Entries provided:
-- start --
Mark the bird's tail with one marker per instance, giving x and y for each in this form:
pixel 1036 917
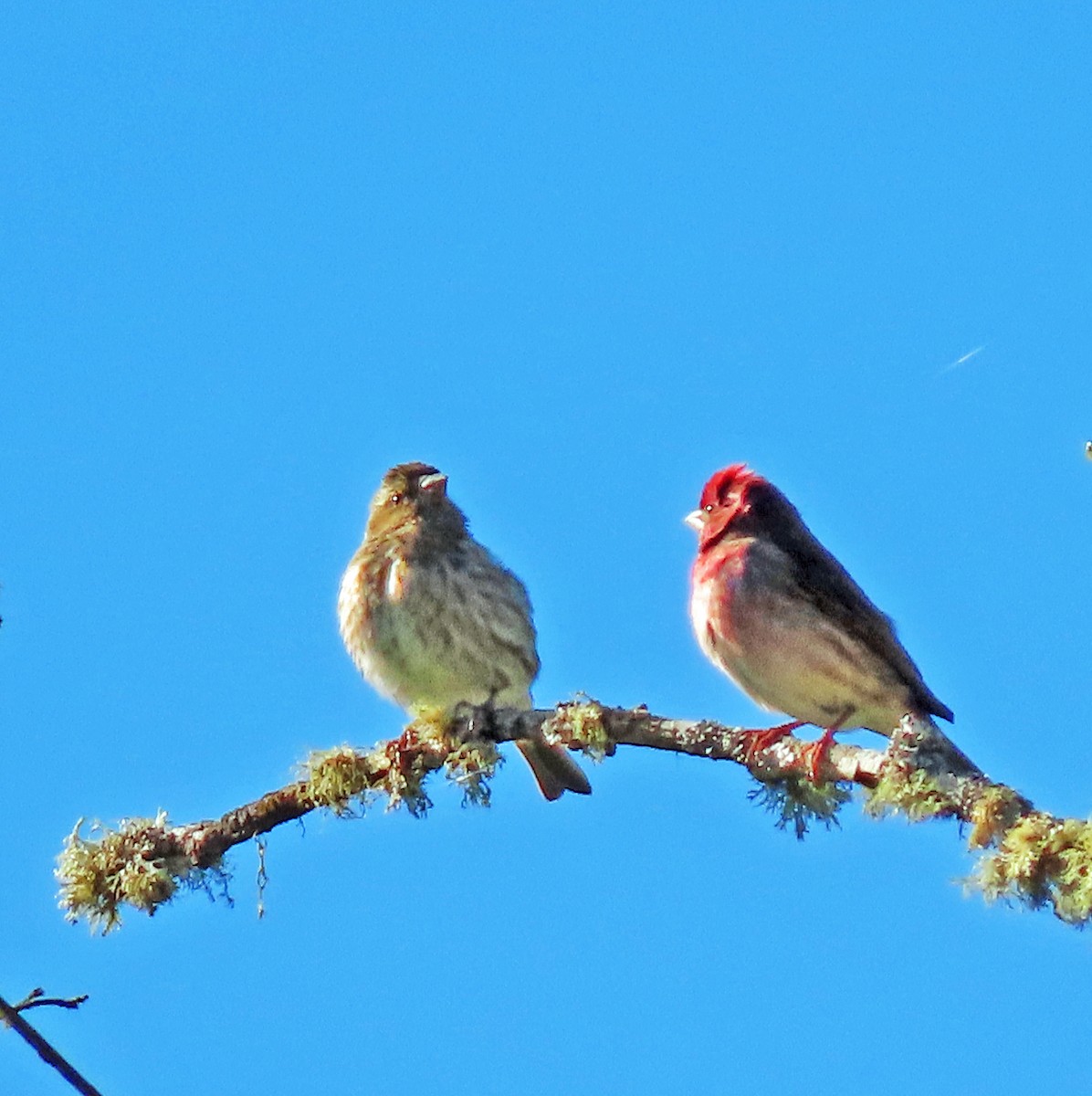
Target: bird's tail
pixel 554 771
-- end --
-- start --
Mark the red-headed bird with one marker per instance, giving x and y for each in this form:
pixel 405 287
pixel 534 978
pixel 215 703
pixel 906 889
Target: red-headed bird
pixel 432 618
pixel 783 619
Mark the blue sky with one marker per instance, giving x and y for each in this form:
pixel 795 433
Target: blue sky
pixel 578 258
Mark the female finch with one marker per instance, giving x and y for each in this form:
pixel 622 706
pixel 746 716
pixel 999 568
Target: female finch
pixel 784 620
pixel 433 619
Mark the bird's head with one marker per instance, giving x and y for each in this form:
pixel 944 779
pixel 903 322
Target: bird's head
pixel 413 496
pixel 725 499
-- end --
Written problem: Return the lines of the records exactly, beginning with the line that contains "Mark the blue" and continuing through the line that contains "pixel 433 619", both included.

Solution to the exercise:
Mark the blue sky with one marker per instance, giving x and y for each in this form:
pixel 795 433
Target: blue sky
pixel 578 258
Mark the female finch with one marker per instance, giving x and y for each in this form:
pixel 622 706
pixel 746 716
pixel 999 568
Target: female finch
pixel 784 620
pixel 433 619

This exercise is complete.